**Aufgabe**:
Finde in den Daten unten jede Zeile, die die Zeichenfolge „glove“ enthält, und gib diese Zeilen unverändert wieder. Groß- und Kleinschreibung muss übereinstimmen.

**Daten zur Segmentierungsbeschriftung**:
=-=-=
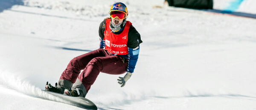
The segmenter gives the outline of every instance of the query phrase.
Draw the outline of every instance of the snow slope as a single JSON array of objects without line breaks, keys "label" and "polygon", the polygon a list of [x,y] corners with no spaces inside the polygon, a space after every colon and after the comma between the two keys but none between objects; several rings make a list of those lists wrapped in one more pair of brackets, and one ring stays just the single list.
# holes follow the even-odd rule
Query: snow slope
[{"label": "snow slope", "polygon": [[[99,110],[256,109],[256,19],[120,1],[143,43],[125,87],[116,80],[123,74],[98,76],[86,98]],[[215,0],[214,8],[233,1]],[[0,0],[9,4],[0,10],[1,109],[82,110],[44,99],[68,103],[41,89],[73,58],[99,48],[99,23],[116,2]],[[243,4],[255,3],[244,0],[236,11],[253,14]]]}]

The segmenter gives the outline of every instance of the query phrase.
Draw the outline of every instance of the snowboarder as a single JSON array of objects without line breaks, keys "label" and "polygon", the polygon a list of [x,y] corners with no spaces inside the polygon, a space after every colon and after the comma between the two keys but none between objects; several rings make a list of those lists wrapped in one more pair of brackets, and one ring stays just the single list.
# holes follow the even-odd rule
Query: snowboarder
[{"label": "snowboarder", "polygon": [[126,72],[117,80],[121,87],[125,86],[134,72],[142,41],[132,23],[126,21],[128,10],[124,3],[114,3],[109,14],[110,17],[99,26],[99,49],[72,59],[55,86],[47,82],[46,90],[84,97],[101,72],[111,74]]}]

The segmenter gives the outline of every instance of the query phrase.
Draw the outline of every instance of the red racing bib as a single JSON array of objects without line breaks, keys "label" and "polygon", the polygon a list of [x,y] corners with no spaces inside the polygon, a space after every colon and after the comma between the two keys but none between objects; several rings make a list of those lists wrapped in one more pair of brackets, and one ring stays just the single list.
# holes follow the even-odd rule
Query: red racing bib
[{"label": "red racing bib", "polygon": [[116,55],[128,54],[127,40],[128,31],[132,23],[126,21],[124,30],[119,34],[113,33],[109,28],[111,19],[106,20],[106,27],[104,31],[104,39],[106,46],[105,49],[111,53]]}]

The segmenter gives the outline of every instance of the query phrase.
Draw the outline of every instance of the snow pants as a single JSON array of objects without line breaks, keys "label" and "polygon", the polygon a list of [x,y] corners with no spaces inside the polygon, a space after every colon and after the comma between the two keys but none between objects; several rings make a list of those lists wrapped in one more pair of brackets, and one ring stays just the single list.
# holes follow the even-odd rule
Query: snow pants
[{"label": "snow pants", "polygon": [[105,50],[95,50],[72,59],[61,74],[57,88],[62,92],[66,88],[78,88],[81,96],[85,97],[100,72],[122,74],[125,73],[128,63],[127,60]]}]

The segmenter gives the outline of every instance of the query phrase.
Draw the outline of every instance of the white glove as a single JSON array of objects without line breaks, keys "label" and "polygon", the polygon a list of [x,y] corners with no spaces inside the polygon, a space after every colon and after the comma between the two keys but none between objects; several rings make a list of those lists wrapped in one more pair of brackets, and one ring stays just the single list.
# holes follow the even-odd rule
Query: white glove
[{"label": "white glove", "polygon": [[124,77],[119,77],[119,79],[117,79],[117,80],[118,81],[118,83],[122,85],[121,87],[124,87],[125,85],[125,83],[131,78],[132,75],[132,73],[128,72]]}]

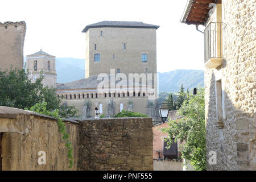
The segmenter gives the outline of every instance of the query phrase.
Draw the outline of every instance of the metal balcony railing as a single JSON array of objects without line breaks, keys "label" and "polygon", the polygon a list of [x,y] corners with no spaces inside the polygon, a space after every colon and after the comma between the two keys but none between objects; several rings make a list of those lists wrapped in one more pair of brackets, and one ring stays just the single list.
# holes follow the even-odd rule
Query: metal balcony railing
[{"label": "metal balcony railing", "polygon": [[212,22],[204,30],[204,63],[212,58],[223,58],[222,38],[225,24]]}]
=-=-=
**Lösung**:
Draw the outline of every instance of the white glove as a single JSON array of objects without line breaks, keys "label" and "polygon", the polygon a list of [x,y] corners with no spaces inside the polygon, a space after every colon and after the comma between the two keys but none between objects; several rings make a list of those lists wrapped in one more pair of brackets, and one ring stays just the single list.
Query: white glove
[{"label": "white glove", "polygon": [[124,77],[119,77],[119,79],[117,79],[117,80],[118,81],[118,83],[122,85],[121,87],[124,87],[125,85],[125,83],[131,78],[132,75],[132,73],[128,72]]}]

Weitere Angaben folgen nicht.